Dataset records ▸
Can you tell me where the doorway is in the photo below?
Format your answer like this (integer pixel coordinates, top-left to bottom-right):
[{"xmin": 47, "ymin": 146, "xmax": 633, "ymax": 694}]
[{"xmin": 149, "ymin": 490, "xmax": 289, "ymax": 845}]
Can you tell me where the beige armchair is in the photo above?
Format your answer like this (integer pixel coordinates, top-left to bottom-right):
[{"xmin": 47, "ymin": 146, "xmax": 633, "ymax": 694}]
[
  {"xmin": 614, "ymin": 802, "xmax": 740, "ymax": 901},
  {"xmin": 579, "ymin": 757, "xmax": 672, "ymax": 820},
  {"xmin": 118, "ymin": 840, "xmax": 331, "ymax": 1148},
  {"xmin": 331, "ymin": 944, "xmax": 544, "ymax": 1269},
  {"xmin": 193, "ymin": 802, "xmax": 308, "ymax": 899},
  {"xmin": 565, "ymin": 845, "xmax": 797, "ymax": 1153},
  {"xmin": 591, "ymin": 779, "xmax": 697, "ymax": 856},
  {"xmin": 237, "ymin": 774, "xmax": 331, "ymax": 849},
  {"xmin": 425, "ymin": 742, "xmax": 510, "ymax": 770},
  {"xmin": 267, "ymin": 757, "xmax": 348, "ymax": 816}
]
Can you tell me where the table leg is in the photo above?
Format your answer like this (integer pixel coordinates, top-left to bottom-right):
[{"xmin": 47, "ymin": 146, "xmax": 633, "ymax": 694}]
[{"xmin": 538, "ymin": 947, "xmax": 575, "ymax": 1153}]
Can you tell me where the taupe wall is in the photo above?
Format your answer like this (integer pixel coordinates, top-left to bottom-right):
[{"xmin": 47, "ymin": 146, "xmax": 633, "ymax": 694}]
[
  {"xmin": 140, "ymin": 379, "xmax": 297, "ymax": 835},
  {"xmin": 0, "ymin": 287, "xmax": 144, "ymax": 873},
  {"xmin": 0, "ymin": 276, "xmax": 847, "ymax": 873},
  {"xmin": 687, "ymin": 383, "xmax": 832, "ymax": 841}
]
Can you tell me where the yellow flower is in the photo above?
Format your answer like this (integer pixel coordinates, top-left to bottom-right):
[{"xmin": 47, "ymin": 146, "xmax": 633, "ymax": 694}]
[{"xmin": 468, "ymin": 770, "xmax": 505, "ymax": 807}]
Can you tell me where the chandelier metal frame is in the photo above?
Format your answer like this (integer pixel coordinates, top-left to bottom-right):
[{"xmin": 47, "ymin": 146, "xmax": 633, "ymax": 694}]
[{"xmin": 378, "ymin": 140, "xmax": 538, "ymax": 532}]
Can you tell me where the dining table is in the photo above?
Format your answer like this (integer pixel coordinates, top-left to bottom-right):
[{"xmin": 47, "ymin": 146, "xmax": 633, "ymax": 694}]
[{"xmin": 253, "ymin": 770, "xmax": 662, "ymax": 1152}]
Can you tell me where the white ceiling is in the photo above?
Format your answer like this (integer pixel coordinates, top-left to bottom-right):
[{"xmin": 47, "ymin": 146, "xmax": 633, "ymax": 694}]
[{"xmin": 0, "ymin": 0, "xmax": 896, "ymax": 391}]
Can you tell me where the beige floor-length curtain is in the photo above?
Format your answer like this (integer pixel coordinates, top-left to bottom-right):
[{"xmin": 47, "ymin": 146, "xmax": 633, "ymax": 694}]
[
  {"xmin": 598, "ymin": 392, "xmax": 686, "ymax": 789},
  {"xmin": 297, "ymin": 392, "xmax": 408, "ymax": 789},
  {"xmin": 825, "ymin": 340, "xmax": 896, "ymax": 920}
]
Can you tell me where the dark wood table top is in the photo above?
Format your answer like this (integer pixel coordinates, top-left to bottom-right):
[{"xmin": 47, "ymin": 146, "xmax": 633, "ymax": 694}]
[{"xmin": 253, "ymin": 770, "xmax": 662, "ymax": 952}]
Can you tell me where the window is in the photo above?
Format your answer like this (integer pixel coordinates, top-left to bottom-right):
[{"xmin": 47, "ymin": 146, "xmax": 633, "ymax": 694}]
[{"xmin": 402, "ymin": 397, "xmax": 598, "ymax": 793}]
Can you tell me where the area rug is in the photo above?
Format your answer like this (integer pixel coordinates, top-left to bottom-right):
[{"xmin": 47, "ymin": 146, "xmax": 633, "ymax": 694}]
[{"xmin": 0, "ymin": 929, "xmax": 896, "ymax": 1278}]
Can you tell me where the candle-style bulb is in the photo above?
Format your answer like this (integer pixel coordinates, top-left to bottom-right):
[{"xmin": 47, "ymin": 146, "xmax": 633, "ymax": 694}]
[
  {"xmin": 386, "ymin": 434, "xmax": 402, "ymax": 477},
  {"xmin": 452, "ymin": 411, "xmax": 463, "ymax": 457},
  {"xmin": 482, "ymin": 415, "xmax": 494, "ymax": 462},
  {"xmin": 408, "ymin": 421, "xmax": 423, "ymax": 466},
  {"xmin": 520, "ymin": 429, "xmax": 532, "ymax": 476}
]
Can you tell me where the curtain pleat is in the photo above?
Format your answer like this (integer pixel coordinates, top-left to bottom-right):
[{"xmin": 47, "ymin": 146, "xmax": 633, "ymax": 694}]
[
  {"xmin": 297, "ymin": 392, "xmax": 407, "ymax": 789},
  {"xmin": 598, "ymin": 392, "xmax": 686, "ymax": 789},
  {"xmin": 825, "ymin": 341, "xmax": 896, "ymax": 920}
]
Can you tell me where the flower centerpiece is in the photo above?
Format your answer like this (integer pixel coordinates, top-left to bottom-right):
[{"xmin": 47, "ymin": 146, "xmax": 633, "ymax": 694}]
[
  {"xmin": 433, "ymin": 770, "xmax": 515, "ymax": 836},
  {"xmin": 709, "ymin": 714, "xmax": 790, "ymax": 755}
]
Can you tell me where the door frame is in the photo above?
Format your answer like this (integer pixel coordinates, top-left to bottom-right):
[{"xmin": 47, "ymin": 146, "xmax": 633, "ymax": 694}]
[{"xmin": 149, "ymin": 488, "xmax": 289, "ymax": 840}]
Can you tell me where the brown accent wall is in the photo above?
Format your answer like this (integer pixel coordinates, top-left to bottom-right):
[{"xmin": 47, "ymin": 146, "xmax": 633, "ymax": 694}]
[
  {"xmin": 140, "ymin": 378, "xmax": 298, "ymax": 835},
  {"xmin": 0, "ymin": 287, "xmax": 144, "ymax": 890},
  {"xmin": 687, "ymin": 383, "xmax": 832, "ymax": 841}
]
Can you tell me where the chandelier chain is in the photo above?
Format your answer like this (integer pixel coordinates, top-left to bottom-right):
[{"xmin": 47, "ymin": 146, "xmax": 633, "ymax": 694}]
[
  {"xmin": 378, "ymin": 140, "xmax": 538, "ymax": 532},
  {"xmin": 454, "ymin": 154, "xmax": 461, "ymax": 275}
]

What you have to do ▸
Repeat exactly the lines from the line containing "Can you tell me where the flower" through the last line of the records above, including both, and nothing else.

Written answer ▸
Can you tell me where the flower centerpiece is in the photo above?
Format your answer like this (integer pixel coordinates, top-left to bottom-right):
[{"xmin": 47, "ymin": 146, "xmax": 633, "ymax": 694}]
[
  {"xmin": 433, "ymin": 770, "xmax": 515, "ymax": 836},
  {"xmin": 709, "ymin": 714, "xmax": 790, "ymax": 755}
]
Can you tell me where the door frame is in the photo above?
Format your answer like this (integer pixel coordinates, top-left to bottom-right):
[{"xmin": 47, "ymin": 146, "xmax": 633, "ymax": 694}]
[{"xmin": 149, "ymin": 488, "xmax": 289, "ymax": 840}]
Can you tell me where the brown accent wall is in the photo above?
Format your answer like this (integer pixel coordinates, top-left to bottom-right):
[{"xmin": 47, "ymin": 146, "xmax": 633, "ymax": 694}]
[
  {"xmin": 140, "ymin": 378, "xmax": 298, "ymax": 835},
  {"xmin": 0, "ymin": 287, "xmax": 144, "ymax": 890},
  {"xmin": 687, "ymin": 383, "xmax": 832, "ymax": 841}
]
Can you tell me where the chandelier chain is in the photo above?
Format your answer like this (integer pixel coordinates, top-left to bottom-right):
[{"xmin": 47, "ymin": 146, "xmax": 633, "ymax": 694}]
[
  {"xmin": 378, "ymin": 140, "xmax": 538, "ymax": 532},
  {"xmin": 454, "ymin": 154, "xmax": 461, "ymax": 275}
]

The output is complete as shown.